Position identification records:
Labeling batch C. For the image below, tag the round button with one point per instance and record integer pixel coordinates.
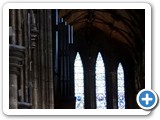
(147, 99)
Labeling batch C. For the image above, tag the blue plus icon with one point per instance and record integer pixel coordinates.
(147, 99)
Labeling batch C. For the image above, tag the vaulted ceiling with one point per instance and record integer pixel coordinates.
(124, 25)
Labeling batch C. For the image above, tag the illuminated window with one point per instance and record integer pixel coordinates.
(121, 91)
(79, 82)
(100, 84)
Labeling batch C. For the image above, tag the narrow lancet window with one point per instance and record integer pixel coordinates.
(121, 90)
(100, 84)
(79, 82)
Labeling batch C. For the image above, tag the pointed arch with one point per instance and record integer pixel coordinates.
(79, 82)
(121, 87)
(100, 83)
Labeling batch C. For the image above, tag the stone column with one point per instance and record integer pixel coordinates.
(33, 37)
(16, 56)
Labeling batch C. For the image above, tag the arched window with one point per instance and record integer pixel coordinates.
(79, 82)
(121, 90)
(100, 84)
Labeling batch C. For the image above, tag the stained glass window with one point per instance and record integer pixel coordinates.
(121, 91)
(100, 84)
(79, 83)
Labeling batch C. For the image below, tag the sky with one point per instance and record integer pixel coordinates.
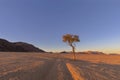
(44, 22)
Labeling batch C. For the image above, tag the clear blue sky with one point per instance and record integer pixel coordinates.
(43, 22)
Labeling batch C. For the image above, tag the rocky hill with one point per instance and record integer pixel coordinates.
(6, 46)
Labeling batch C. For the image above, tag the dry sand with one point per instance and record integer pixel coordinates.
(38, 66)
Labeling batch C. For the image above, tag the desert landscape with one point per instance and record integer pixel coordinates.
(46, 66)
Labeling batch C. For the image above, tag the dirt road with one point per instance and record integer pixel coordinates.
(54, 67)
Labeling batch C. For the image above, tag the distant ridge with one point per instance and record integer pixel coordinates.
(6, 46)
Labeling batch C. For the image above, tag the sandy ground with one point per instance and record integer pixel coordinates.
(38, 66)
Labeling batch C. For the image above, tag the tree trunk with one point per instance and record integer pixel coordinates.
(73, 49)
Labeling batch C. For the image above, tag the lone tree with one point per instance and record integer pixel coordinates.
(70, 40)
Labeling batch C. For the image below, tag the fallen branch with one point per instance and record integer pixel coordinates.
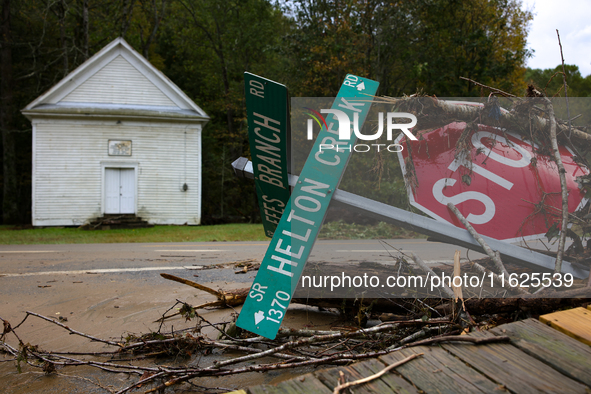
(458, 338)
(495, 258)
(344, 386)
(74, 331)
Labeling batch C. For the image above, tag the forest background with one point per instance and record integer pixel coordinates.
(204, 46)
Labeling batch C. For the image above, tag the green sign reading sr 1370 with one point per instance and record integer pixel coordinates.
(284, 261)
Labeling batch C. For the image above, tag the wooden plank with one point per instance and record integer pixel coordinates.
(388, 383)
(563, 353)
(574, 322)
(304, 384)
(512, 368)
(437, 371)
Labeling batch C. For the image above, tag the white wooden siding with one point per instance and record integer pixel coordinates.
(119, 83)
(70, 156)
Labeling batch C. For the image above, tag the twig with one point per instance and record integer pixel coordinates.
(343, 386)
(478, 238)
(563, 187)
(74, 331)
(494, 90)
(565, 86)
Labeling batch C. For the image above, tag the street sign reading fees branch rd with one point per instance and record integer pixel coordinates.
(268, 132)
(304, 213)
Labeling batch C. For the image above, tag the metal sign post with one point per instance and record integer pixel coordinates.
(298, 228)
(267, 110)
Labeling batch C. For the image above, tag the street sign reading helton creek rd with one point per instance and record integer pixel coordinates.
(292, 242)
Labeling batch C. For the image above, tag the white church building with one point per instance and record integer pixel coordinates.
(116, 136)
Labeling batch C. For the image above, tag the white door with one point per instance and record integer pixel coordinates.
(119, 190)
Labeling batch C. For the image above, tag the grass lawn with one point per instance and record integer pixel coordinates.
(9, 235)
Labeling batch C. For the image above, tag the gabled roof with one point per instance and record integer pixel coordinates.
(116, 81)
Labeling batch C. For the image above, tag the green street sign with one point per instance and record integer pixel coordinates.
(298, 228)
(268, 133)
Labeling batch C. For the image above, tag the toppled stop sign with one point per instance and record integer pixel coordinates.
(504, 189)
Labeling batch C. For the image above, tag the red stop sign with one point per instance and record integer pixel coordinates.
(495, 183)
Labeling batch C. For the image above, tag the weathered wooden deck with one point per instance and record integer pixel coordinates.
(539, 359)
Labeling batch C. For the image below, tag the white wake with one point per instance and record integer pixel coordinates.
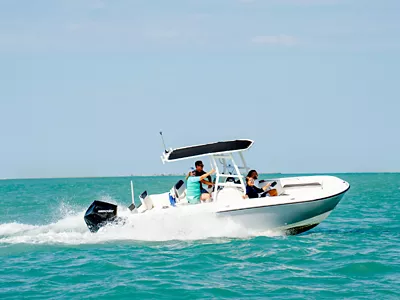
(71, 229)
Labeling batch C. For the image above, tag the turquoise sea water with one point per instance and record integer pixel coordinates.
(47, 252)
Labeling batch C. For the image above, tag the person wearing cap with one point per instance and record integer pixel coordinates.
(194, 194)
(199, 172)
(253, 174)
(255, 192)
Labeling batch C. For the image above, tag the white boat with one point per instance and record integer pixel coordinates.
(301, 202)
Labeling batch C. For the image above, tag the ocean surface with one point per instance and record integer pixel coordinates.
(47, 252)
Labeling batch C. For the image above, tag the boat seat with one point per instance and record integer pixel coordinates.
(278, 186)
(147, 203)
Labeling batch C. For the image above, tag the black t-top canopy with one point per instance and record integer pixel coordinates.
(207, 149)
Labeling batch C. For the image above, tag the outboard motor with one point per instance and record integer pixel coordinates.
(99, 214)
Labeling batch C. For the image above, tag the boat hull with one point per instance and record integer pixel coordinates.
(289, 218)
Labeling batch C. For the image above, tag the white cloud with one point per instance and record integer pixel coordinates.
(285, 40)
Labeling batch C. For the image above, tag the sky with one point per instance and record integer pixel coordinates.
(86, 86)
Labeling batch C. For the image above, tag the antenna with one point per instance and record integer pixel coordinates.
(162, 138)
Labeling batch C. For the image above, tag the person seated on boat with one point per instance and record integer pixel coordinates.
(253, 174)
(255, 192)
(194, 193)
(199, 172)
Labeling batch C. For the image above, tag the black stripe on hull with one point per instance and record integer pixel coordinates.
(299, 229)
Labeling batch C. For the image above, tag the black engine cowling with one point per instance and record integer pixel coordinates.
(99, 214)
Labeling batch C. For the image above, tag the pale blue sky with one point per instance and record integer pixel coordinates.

# GIVEN TASK
Copy all the lines above exactly as they appear, leaving out the pictures.

# OUTPUT FOR THIS EXERCISE
Labeling batch C. For the image below, tag the round button with one point per instance and record integer pixel coordinates.
(147, 99)
Labeling batch C. For the image above, tag the blue plus icon with one point per instance and record integer pixel coordinates.
(147, 99)
Labeling batch C. For the image above, tag the vaulted ceiling with one point per instance and record integer pixel coordinates.
(124, 25)
Labeling batch C. For the image above, tag the illuminated window with one point per instance and record integer pixel coordinates.
(121, 91)
(79, 82)
(100, 84)
Labeling batch C. For the image above, tag the narrow lancet window with one point per instance and record integer pixel coordinates.
(121, 90)
(100, 84)
(79, 82)
Labeling batch C. For the image above, tag the pointed arch with one point per instance and record integer pixel coordinates.
(79, 82)
(121, 87)
(100, 83)
Labeling batch C. For the image above, tag the stone column with one point per instance and record integer pixel coordinates.
(33, 37)
(16, 56)
Labeling batch C. For the image above, tag the arched window with one point per instance and record integer pixel coordinates.
(79, 82)
(121, 90)
(100, 84)
Labeling batch C. For the image above, tag the stained glass window with one point per instance and record integer pixel coordinates.
(121, 91)
(100, 84)
(79, 83)
Labeling batch C. For the image below, tag the sky with one point per instance and record integer pixel coordinates.
(44, 22)
Labeling batch C. For the image above, tag the clear blue sky with one point per instance and record integer pixel coordinates.
(43, 22)
Labeling batch C. For the image above, tag the rocky hill with one point per instance and record integer pixel coordinates.
(6, 46)
Labeling batch C. For the image above, tag the dry sand with one point per instance and record integer pixel coordinates.
(38, 66)
Labeling batch C. For the image above, tag the desert landscape with one point per instance and record integer pixel coordinates.
(46, 66)
Labeling batch C. For the image above, tag the dirt road with one point per instance and record integer pixel coordinates.
(54, 67)
Labeling batch C. For the image above, tag the distant ridge with one point per instance and record integer pixel coordinates.
(6, 46)
Labeling batch C. For the image above, tag the sandy ground with one point per instance and record integer pixel coordinates.
(38, 66)
Labeling batch C. For the image above, tag the tree trunk with one point per instance and record integer pixel coordinates.
(73, 49)
Labeling batch C. For the image above, tag the lone tree with one point per instance and record integer pixel coordinates.
(70, 40)
Labeling batch C. For the image below, tag the fallen branch with one point per instance and record integer pixel coordinates.
(458, 338)
(495, 258)
(344, 386)
(74, 331)
Labeling batch C. For the image above, tag the forest background with one point per instance and record integer pixel coordinates.
(204, 46)
Labeling batch C. For the image above, tag the green sign reading sr 1370 with one point per instance and record integer pixel coordinates.
(284, 261)
Labeling batch C. For the image above, tag the wooden plank with one point per instance and record integer pixel coordinates.
(388, 383)
(563, 353)
(574, 322)
(304, 384)
(512, 368)
(437, 371)
Labeling batch C. For the image above, tag the white wooden siding with one point per instance and record integer pixel coordinates.
(119, 83)
(70, 156)
Labeling batch C. For the image above, tag the twig with one point per instance and record integer pixel coordinates.
(343, 386)
(478, 238)
(563, 187)
(74, 331)
(494, 90)
(565, 86)
Labeling batch C. For the image above, tag the street sign reading fees branch rd with one point per instance and record integer pixel coordinates.
(268, 132)
(304, 213)
Labeling batch C. For the image above, tag the metal sign post with one point per instance and record integer pixel coordinates.
(298, 228)
(267, 110)
Labeling batch C. For the image above, tag the street sign reading helton creek rd with one point per instance and record integer pixel coordinates.
(292, 242)
Labeling batch C. For the image above, tag the white church building with one point per instance and record integer pixel coordinates.
(116, 136)
Labeling batch C. For the image above, tag the white door with one point per instance and record integer pixel coordinates.
(119, 190)
Labeling batch C. For the image above, tag the grass lawn with one point per instance and record integer pixel coordinates.
(9, 235)
Labeling batch C. For the image above, tag the gabled roof with one point per instance and record integer pixel coordinates.
(116, 81)
Labeling batch C. For the image above, tag the green street sign with one point per instance and record integer pixel coordinates.
(298, 228)
(268, 133)
Labeling batch C. For the image above, tag the toppled stop sign with one point per instance and record integer pixel coordinates.
(504, 189)
Labeling batch C. For the image above, tag the red stop sign with one point per instance and record integer pixel coordinates.
(495, 183)
Labeling batch C. For the image above, tag the weathered wooden deck with one point per instance and record integer pixel coordinates.
(539, 359)
Labeling batch C. For the image below, tag the white wake with one point per instance and record integer pixel coordinates.
(71, 229)
Labeling batch C. For the image above, tag the turquoise sea water with one point per instance and record integer pixel coordinates.
(47, 252)
Labeling batch C. For the image above, tag the person wearing cap with one point per instance and record integer pixel coordinates.
(194, 194)
(199, 172)
(253, 174)
(255, 192)
Labeling batch C. For the image above, tag the white boat with one point per instance and record integer pixel coordinates.
(301, 202)
Labeling batch C. For the image above, tag the ocean surface with one point per instance and record integer pixel coordinates.
(47, 252)
Labeling batch C. For the image above, tag the boat seat with one point per instance and record integer pixel coordinates.
(278, 186)
(147, 203)
Labeling batch C. For the image above, tag the black t-top canopy with one point per instance and record integer pixel coordinates.
(207, 149)
Labeling batch C. For the image above, tag the outboard motor with one point per instance and record integer pixel coordinates.
(99, 214)
Labeling batch C. For the image above, tag the boat hull with one point per instance and record integer pixel coordinates.
(289, 218)
Labeling batch C. For the image above, tag the white cloud with one point per instance and record integer pixel coordinates.
(285, 40)
Labeling batch C. For the image above, tag the sky with one point per instance and record integer pixel coordinates.
(86, 86)
Labeling batch C. For the image above, tag the antenna with one point per instance and record integer pixel coordinates.
(162, 138)
Labeling batch C. For the image above, tag the person seated on boat with one point per instance and record integer pixel coordinates.
(253, 174)
(255, 192)
(194, 193)
(199, 172)
Labeling batch C. For the image above, tag the black stripe on hull with one point per instance and record integer pixel coordinates.
(299, 229)
Labeling batch C. For the image above, tag the black engine cowling with one point per instance and record integer pixel coordinates.
(99, 214)
Labeling batch C. For the image above, tag the pale blue sky with one point per instance and record integer pixel coordinates.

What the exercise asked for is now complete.